═══ 提示文

上記防護工台車を運搬するとは、トンネルの坑外からトンネルの内部に防護台車を運搬する、あるいはトンネルの内部からトンネルの坑外に防護工台車を運搬することをいう。
【0035】
この発明によれば、防護工台車の内部に支持架台を移動させる架台移動工程、及び防護工台車を載置面から離間させる離間工程によって、載置面に載置された防護工台車を運搬車両の荷台に積載することができる。
【0036】
この際、防護工台車の可動壁部が載置面から離間するため、防護工台車の運搬・据付方法は、枢動工程において、載置面から離間した防護工台車の可動壁部を確実に折り畳むことができる。
【0037】
さらに、防護工台車の運搬・据付方法は、可動壁部が枢動した防護工台車を下降工程によって載置面に接地しない位置まで下降させるため、路面から防護工台車の上端までの高さを、トンネルの空頭制限よりも低くすることができる。
【0038】
これにより、防護工台車の運搬・据付方法は、台車運搬工程において、トンネルの上端及び路面に接触させることなく、防護工台車を移動させることができる。
そして、防護工台車の運搬・据付方法は、防護工台車を上昇させる上昇工程と、可動壁部を展開する展開工程と、防護工台車を接地させる接地工程とによって、防護工台車を所望される場所に配置することができる。
【0039】
よって、防護工台車の運搬・据付方法は、トンネルの空頭制限を超えることなく運搬車両に積載することができるとともに、防護工台車のトンネルの内部への運搬と、トンネルの内部から坑外への防護工台車の運搬とを効率よく行うことができる。このため、防護工台車の運搬・据付方法は、トンネルの通行止め時間の短縮を図ることができる。
【発明の効果】
【0040】
本発明により、トンネルの空頭制限を超えることなく運搬車両に積載できる防護工台車、防護工台車の積載構造、及び防護工台車の運搬・据付方法を提供することができる。
【図面の簡単な説明】
【0041】
図1】トンネル改修工法における防護工台車の設置状態の概略を説明する概略図。

══════

*作業内容*
**A)** 提示文によれば、防護工台車の運搬・据付方法はトンネルの何の短縮を図ることができるか。
**B)** 提示文のうち、「そして、防護工台車の運搬・据」を含む語句で始まり「間の短縮を図ることができる。」で終わる部分を引用せよ。

═══ 提供記録

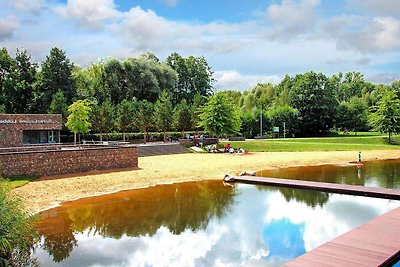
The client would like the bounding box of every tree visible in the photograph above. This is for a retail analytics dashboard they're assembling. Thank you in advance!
[48,91,68,127]
[369,90,400,143]
[0,47,16,112]
[118,99,135,142]
[36,47,76,112]
[199,93,241,136]
[289,71,338,136]
[336,97,369,134]
[240,111,258,138]
[0,179,39,266]
[166,52,214,103]
[268,106,299,136]
[91,101,115,142]
[134,100,154,144]
[104,59,126,105]
[65,100,92,145]
[154,91,173,142]
[5,49,36,113]
[174,99,193,137]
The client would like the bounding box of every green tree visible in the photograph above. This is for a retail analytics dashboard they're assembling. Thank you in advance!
[289,71,338,136]
[118,99,135,142]
[240,111,258,138]
[0,47,16,112]
[65,100,92,145]
[200,93,241,136]
[0,179,39,266]
[90,101,116,142]
[36,47,76,112]
[5,49,36,113]
[190,93,207,135]
[174,99,193,137]
[268,106,299,136]
[336,97,369,134]
[166,52,214,103]
[369,90,400,143]
[134,100,154,144]
[154,91,173,142]
[48,91,68,125]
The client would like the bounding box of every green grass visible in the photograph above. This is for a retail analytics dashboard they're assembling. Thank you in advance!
[222,135,400,152]
[0,176,37,190]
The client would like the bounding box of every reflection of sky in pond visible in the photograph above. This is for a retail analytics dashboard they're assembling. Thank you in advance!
[257,159,400,188]
[35,184,400,266]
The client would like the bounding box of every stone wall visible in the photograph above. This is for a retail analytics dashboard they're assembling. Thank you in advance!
[0,114,62,147]
[179,138,219,147]
[0,146,138,176]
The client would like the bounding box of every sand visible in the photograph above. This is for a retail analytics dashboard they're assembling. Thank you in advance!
[13,150,400,212]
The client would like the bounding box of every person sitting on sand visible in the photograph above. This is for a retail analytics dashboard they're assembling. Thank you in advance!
[224,144,231,153]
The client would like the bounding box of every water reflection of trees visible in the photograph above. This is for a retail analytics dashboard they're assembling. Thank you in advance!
[37,181,235,262]
[257,185,329,208]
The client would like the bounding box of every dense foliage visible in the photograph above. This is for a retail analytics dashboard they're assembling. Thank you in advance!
[0,45,400,138]
[0,179,38,266]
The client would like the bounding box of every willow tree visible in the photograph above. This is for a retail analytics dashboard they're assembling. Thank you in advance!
[369,90,400,143]
[199,93,241,136]
[65,100,92,145]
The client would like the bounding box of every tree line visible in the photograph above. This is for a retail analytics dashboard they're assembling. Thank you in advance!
[0,48,400,141]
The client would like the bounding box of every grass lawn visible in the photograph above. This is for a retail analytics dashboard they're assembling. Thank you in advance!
[222,135,400,152]
[0,176,37,189]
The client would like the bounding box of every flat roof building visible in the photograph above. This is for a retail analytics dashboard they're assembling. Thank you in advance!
[0,114,62,148]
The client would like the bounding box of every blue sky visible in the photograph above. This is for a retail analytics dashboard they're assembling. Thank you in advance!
[0,0,400,90]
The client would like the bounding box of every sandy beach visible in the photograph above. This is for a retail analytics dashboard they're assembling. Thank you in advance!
[13,150,400,212]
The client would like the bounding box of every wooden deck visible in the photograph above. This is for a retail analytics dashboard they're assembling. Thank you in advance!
[285,208,400,267]
[224,176,400,267]
[224,176,400,201]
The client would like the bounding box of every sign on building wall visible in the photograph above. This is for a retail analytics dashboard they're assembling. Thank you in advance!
[0,119,54,124]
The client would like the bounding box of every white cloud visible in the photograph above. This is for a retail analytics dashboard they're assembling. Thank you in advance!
[366,72,400,84]
[7,0,45,12]
[354,57,371,65]
[110,6,247,54]
[347,0,400,16]
[163,0,178,7]
[214,70,281,91]
[0,16,19,41]
[55,0,120,29]
[267,0,320,40]
[322,16,400,53]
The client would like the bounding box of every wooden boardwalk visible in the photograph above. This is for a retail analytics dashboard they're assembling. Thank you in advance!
[224,176,400,267]
[224,176,400,200]
[285,208,400,267]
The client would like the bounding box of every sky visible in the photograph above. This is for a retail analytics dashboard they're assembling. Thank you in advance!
[0,0,400,91]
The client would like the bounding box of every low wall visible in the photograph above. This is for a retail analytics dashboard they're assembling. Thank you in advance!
[0,146,138,176]
[179,138,219,147]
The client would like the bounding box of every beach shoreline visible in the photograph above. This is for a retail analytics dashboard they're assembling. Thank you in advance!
[12,150,400,213]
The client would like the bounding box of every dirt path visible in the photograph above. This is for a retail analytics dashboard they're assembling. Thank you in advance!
[13,150,400,212]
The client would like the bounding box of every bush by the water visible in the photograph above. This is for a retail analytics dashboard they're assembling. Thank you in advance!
[0,181,39,267]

══════

*回答*
**A)** トンネルの通行止め時間の短縮を図ることができる。

**B)**
そして、防護工台車の運搬・据付方法は、防護工台車を上昇させる上昇工程と、可動壁部を展開する展開工程と、防護工台車を接地させる接地工程とによって、防護工台車を所望される場所に配置することができる。
【0039】
よって、防護工台車の運搬・据付方法は、トンネルの空頭制限を超えることなく運搬車両に積載することができるとともに、防護工台車のトンネルの内部への運搬と、トンネルの内部から坑外への防護工台車の運搬とを効率よく行うことができる。このため、防護工台車の運搬・据付方法は、トンネルの通行止め時間の短縮を図ることができる。